• **Work required**
Faithfully repeat all of the records, as they are written below.

• **Input records**
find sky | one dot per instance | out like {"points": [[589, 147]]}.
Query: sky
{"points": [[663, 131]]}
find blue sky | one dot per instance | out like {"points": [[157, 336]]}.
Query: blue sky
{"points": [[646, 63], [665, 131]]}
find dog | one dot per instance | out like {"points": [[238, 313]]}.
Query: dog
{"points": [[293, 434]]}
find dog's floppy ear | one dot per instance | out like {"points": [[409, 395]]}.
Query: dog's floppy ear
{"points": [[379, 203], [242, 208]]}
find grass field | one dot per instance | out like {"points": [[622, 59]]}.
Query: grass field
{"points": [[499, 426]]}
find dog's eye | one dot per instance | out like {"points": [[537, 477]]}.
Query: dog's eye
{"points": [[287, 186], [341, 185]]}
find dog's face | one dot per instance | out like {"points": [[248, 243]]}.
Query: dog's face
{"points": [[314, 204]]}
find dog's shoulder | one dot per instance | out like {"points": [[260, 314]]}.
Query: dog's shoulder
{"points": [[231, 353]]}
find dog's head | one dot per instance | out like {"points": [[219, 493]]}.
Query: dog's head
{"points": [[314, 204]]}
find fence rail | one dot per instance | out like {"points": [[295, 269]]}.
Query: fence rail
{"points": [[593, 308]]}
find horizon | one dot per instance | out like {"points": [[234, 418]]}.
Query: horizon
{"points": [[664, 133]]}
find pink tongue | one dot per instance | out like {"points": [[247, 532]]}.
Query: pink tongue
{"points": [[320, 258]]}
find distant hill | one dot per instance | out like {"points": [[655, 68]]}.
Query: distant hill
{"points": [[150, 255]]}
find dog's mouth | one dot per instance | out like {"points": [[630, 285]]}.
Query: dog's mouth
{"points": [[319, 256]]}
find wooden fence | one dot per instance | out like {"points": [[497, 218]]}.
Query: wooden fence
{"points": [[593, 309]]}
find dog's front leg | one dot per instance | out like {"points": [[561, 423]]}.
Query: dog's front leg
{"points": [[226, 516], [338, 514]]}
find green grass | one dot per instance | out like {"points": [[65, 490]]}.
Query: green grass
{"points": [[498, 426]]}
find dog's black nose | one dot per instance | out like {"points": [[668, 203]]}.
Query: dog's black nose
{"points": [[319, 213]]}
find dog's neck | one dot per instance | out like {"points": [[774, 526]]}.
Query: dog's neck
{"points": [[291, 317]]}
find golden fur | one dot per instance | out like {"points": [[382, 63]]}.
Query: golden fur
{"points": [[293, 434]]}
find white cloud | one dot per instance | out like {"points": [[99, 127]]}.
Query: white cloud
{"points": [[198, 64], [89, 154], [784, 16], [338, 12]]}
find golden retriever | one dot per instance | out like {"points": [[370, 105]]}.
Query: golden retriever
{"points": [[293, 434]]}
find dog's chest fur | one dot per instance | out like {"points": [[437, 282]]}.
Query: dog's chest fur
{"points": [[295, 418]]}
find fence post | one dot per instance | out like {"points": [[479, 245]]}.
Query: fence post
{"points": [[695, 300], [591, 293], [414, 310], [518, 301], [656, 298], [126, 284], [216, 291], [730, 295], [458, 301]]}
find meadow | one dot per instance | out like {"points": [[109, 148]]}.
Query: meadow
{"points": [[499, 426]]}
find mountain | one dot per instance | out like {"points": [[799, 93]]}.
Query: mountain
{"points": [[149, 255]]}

• **Exercise output**
find sky | one dot per instance | out like {"points": [[589, 147]]}.
Query: sky
{"points": [[663, 131]]}
find blue sky | one dot per instance | out like {"points": [[157, 336]]}.
Query: blue sky
{"points": [[646, 63], [665, 131]]}
find dog | one dot per instance | out like {"points": [[238, 313]]}.
Query: dog
{"points": [[293, 434]]}
find dog's floppy ear | one dot per instance | out like {"points": [[409, 395]]}.
Query: dog's floppy ear
{"points": [[379, 203], [242, 208]]}
find grass field | one dot per instance | out like {"points": [[622, 59]]}.
Query: grass field
{"points": [[499, 426]]}
find dog's eye | one dot per instance | out like {"points": [[537, 477]]}.
Query: dog's eye
{"points": [[287, 186], [341, 185]]}
find dog's face | one dot per instance | out like {"points": [[248, 243]]}.
Query: dog's face
{"points": [[314, 204]]}
find dog's shoulder | one dot per instance | out like {"points": [[260, 314]]}.
Query: dog's shoulder
{"points": [[231, 353]]}
find dog's head | one dot per instance | out like {"points": [[219, 493]]}.
Query: dog's head
{"points": [[314, 204]]}
find fence rail | one dot per instance | out like {"points": [[295, 269]]}.
Query: fence rail
{"points": [[593, 308]]}
find horizon | one dot per instance | out like {"points": [[234, 418]]}.
Query: horizon
{"points": [[664, 133]]}
find pink tongue | one dot per instance | out like {"points": [[247, 532]]}.
Query: pink tongue
{"points": [[320, 258]]}
find distant hill | one dot per instance | out like {"points": [[655, 68]]}.
Query: distant hill
{"points": [[150, 255]]}
find dog's mouth | one dot per instance | out like {"points": [[630, 285]]}.
Query: dog's mouth
{"points": [[319, 256]]}
find wooden fence | one dot per instance | out like {"points": [[497, 218]]}.
Query: wooden fence
{"points": [[593, 309]]}
find dog's front leg | one dot per instance | out like {"points": [[561, 423]]}.
Query: dog's front leg
{"points": [[226, 516], [338, 514]]}
find green grass | one dot per instance | out like {"points": [[65, 490]]}.
Query: green grass
{"points": [[498, 426]]}
find dog's black nose | one dot per instance | out like {"points": [[668, 203]]}.
Query: dog's black nose
{"points": [[319, 213]]}
find dog's neck | one dot per instance | out like {"points": [[774, 526]]}.
Query: dog's neck
{"points": [[291, 317]]}
find golden fur | one dot per instance | out like {"points": [[382, 63]]}.
Query: golden fur
{"points": [[293, 434]]}
find white cloud | one dot per instance | out like {"points": [[99, 127]]}.
Query: white cloud
{"points": [[198, 64], [89, 154], [784, 16], [338, 12]]}
find golden retriever | one dot per instance | out like {"points": [[370, 105]]}.
Query: golden retriever
{"points": [[293, 434]]}
find dog's chest fur | one dot per instance | out like {"points": [[437, 282]]}.
Query: dog's chest fur
{"points": [[295, 418]]}
find fence post | one dot per instance | out like {"points": [[479, 245]]}.
Query: fence post
{"points": [[695, 300], [591, 293], [414, 310], [518, 301], [656, 298], [126, 284], [216, 291], [730, 295], [458, 301]]}
find meadow | one dot per instance | out like {"points": [[109, 148]]}.
Query: meadow
{"points": [[499, 426]]}
find mountain | one dot per instance | out like {"points": [[799, 93]]}.
Query: mountain
{"points": [[149, 255]]}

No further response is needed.